Can you write out the entries below again, switching every "on a single line" to "on one line" and keeping everything else as it is?

(Source entries)
— begin —
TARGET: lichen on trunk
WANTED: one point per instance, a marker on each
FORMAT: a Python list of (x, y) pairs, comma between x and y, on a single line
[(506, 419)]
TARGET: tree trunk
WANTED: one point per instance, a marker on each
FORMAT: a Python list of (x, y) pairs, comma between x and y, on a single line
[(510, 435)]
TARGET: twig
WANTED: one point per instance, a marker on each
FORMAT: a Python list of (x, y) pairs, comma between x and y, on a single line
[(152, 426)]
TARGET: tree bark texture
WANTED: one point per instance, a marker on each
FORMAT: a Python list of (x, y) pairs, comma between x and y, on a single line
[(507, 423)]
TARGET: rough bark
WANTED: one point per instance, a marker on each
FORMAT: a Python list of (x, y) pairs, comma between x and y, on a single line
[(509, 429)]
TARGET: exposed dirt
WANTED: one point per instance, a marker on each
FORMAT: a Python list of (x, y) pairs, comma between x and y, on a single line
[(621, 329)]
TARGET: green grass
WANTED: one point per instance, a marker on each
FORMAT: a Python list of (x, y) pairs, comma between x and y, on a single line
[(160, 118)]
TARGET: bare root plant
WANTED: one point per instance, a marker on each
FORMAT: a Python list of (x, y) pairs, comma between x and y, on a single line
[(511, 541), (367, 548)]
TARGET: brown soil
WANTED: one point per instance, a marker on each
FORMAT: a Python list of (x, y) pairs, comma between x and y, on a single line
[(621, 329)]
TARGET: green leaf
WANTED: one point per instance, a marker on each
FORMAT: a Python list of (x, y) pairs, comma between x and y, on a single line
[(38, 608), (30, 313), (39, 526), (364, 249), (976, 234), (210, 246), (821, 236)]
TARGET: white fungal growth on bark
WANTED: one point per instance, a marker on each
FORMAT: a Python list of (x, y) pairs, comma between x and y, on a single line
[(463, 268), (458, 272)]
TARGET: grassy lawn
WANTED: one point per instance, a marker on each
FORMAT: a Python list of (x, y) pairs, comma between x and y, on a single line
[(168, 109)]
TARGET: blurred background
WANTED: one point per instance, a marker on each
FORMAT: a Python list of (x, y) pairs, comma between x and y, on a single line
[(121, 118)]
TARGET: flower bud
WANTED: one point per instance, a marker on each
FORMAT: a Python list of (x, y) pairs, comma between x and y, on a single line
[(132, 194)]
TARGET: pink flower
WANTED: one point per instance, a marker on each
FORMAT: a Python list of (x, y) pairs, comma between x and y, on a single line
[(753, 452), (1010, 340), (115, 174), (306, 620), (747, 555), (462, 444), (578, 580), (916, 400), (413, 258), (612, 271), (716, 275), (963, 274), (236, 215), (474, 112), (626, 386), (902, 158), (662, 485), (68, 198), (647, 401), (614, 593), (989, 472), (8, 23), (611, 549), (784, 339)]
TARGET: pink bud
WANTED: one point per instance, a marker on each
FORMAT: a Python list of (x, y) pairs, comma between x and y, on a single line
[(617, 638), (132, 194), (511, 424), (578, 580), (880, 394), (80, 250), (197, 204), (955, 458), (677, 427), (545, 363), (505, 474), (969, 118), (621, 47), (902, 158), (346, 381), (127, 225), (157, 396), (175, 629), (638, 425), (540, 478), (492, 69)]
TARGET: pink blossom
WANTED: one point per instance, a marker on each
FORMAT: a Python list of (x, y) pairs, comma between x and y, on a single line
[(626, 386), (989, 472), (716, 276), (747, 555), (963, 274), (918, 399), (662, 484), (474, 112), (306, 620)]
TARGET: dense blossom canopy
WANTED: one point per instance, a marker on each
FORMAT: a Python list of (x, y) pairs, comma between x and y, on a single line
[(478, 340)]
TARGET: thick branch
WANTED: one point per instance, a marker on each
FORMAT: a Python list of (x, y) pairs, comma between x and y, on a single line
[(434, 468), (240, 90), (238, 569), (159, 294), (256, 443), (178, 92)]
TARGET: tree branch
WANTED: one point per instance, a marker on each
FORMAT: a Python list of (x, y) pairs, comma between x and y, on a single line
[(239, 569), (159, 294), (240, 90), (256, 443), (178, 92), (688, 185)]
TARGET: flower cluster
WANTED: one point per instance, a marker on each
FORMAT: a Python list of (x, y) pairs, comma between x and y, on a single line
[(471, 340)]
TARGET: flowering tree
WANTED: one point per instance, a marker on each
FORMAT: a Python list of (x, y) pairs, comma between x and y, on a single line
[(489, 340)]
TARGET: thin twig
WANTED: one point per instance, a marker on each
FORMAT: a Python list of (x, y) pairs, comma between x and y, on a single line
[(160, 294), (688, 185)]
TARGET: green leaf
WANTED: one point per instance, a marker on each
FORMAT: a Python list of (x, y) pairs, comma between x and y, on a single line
— end —
Expected answer »
TARGET: lichen on trunk
WANTED: one point per instance, a marker on each
FORMAT: a Python list of (x, y) pairs, comma between x and y, on one line
[(506, 419)]
TARGET: tree trunk
WANTED: one point per instance, a marker on each
FORMAT: a Python list of (x, y) pairs, comma between x and y, on one line
[(510, 435)]
TARGET: twig
WANTED: one point per instance, a marker on each
FORMAT: a Python list of (x, y) pairs, comma between x and y, on one line
[(152, 426)]
TARGET: tree bark texture
WANTED: one point per instance, a marker on each
FORMAT: a Python list of (x, y) pairs, comma between x and y, on one line
[(507, 423)]
TARGET: rough bark
WANTED: one point per instance, a marker on each
FORMAT: a Python list of (x, y) pairs, comma between x and y, on one line
[(509, 429)]
TARGET: exposed dirt
WANTED: one point per instance, a marker on each
FORMAT: a Python list of (x, y) pairs, comma between x and y, on one line
[(621, 329)]
TARGET: green grass
WANTED: one point per instance, a marker on each
FORMAT: a Python list of (x, y) pairs, comma between x and y, on one line
[(160, 118)]
TARGET: bare root plant
WANTED: one point per instance, a marker on each
FORMAT: a Python list of (x, y) pairs, comma between x and y, on one line
[(511, 541), (367, 548)]
TARGET: brown soil
WANTED: one point per instance, a marker on each
FORMAT: a Python list of (x, y) pairs, comma between x and y, on one line
[(621, 329)]
TARGET: green leaf
WANTED: one point per instance, a marker on each
FORMAT: a Python list of (x, y) pairs, comma between x and y, on one line
[(38, 608), (30, 313), (39, 526), (364, 249), (976, 234), (210, 246), (821, 236)]
TARGET: white fungal growth on bark
WANTED: one point per instance, a marker on each
FORMAT: a Python list of (x, y) pairs, comma between x and y, on one line
[(463, 268), (458, 272)]
TARGET: grassy lawn
WANTED: one point per instance, a marker on each
FORMAT: a Python list of (x, y) pairs, comma between x and y, on one line
[(168, 109)]
TARGET: blurred background
WANTED: one point per instance, a marker on each
FORMAT: a Python list of (x, y) pairs, comma between x and y, on one line
[(121, 118)]
TARGET: flower bud
WANTED: one point per instance, a marker on each
FORMAT: a Python list of (x, y) pairs, comma between x and y, on one line
[(132, 194)]
TARGET: pink flower
WANTED: one point per instance, a marker on each
FORMAT: a Python list of (x, y) pairs, comma between x and y, on one line
[(753, 452), (1010, 340), (115, 174), (306, 620), (747, 555), (462, 444), (578, 580), (916, 400), (413, 258), (612, 271), (716, 275), (963, 274), (236, 215), (474, 112), (626, 386), (902, 158), (662, 485), (68, 198), (647, 401), (614, 593), (989, 472), (8, 23), (611, 549), (784, 339)]
TARGET: pink bud
WANTED: one point per instance, a marker on each
FORMAT: a Python list of (x, y) pairs, comma between x and y, on one line
[(617, 638), (132, 194), (511, 424), (578, 580), (880, 394), (80, 250), (197, 204), (955, 458), (677, 427), (545, 363), (505, 474), (969, 118), (621, 47), (902, 158), (346, 381), (127, 225), (157, 396), (175, 629), (638, 425), (540, 478), (492, 69)]
TARGET: pink blossom
WANTED: one point per instance, a marker on each
FORMAT: a Python list of (x, y) pairs, comma between x and y, on one line
[(626, 386), (989, 472), (716, 276), (747, 555), (963, 274), (918, 399), (662, 484), (474, 112), (306, 620)]
TARGET: dense blossom canopy
WANTED: one point per instance, a marker on each
FORMAT: a Python list of (x, y) pairs, comma between x and y, on one line
[(478, 340)]
TARGET: thick branch
WANTED: one point per instance, a marker on each
FORMAT: a Python list of (x, y) pairs, comma between x and y, on one line
[(434, 468), (240, 90), (238, 569), (159, 294), (256, 443), (178, 92)]
TARGET: tree branch
WANTED: one point per instance, a marker on each
FORMAT: a Python list of (x, y) pairs, comma between x and y, on one line
[(239, 569), (159, 294), (240, 90), (256, 443), (178, 92), (688, 185)]
TARGET: flower cluster
WANTED: one point per instance, a marker on each
FORMAT: a Python list of (x, y) pairs, comma between x and y, on one line
[(471, 340)]
TARGET: flowering tree
WANTED: one point per instance, a marker on each
FORMAT: a Python list of (x, y) pairs, comma between x and y, on one line
[(489, 340)]
TARGET: thin twig
WANTED: one point per instance, a marker on each
FORMAT: a Python list of (x, y) pairs, comma between x and y, on one line
[(160, 294), (688, 185)]
TARGET: green leaf
WANTED: one point per instance, a marker on each
FORMAT: a Python list of (x, y) pairs, comma between x and y, on one line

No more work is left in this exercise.